Do this: Please count the lines in the data below that contain the string "shoulder", and reply with that number alone.

[Dataset records on object locations]
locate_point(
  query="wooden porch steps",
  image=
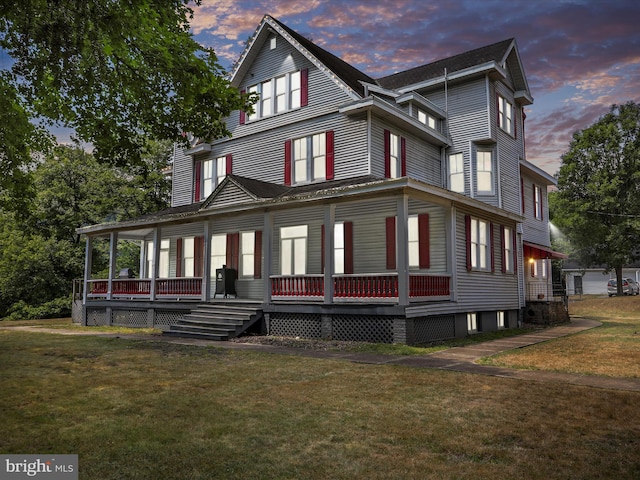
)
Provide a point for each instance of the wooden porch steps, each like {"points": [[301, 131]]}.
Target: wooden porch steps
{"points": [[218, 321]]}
==
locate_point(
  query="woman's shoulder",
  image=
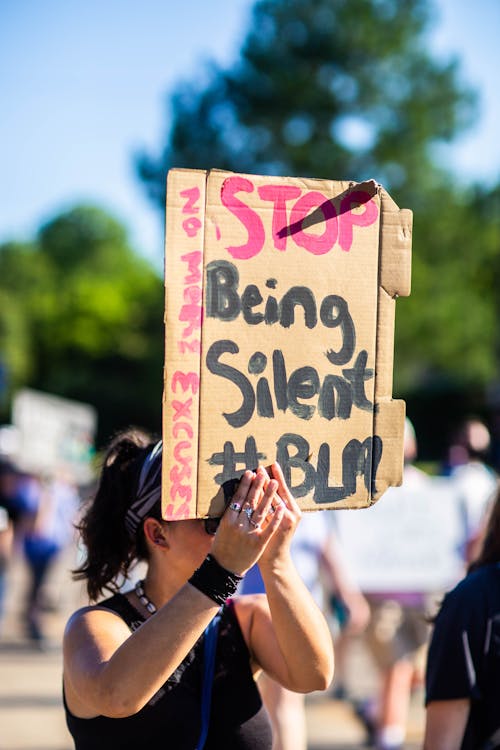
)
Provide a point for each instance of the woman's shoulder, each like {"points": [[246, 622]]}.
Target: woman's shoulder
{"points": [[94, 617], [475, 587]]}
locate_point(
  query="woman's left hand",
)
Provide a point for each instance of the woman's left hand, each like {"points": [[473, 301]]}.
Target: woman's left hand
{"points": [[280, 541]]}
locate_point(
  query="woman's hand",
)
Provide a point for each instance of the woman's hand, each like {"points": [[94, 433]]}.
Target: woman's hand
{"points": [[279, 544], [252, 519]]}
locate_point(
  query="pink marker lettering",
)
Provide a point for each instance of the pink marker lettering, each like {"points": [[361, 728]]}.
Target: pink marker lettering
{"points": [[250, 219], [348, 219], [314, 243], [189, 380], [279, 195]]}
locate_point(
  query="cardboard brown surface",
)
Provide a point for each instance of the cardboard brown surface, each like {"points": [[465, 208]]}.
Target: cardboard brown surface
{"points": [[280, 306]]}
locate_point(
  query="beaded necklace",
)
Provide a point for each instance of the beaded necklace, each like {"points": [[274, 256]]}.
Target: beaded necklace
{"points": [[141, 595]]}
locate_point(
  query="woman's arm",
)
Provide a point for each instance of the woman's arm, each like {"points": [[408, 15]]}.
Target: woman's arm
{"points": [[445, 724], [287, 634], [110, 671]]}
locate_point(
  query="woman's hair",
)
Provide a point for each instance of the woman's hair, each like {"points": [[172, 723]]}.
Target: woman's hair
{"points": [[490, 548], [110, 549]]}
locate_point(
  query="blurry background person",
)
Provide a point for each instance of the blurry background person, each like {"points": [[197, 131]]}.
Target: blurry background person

Problem solution: 3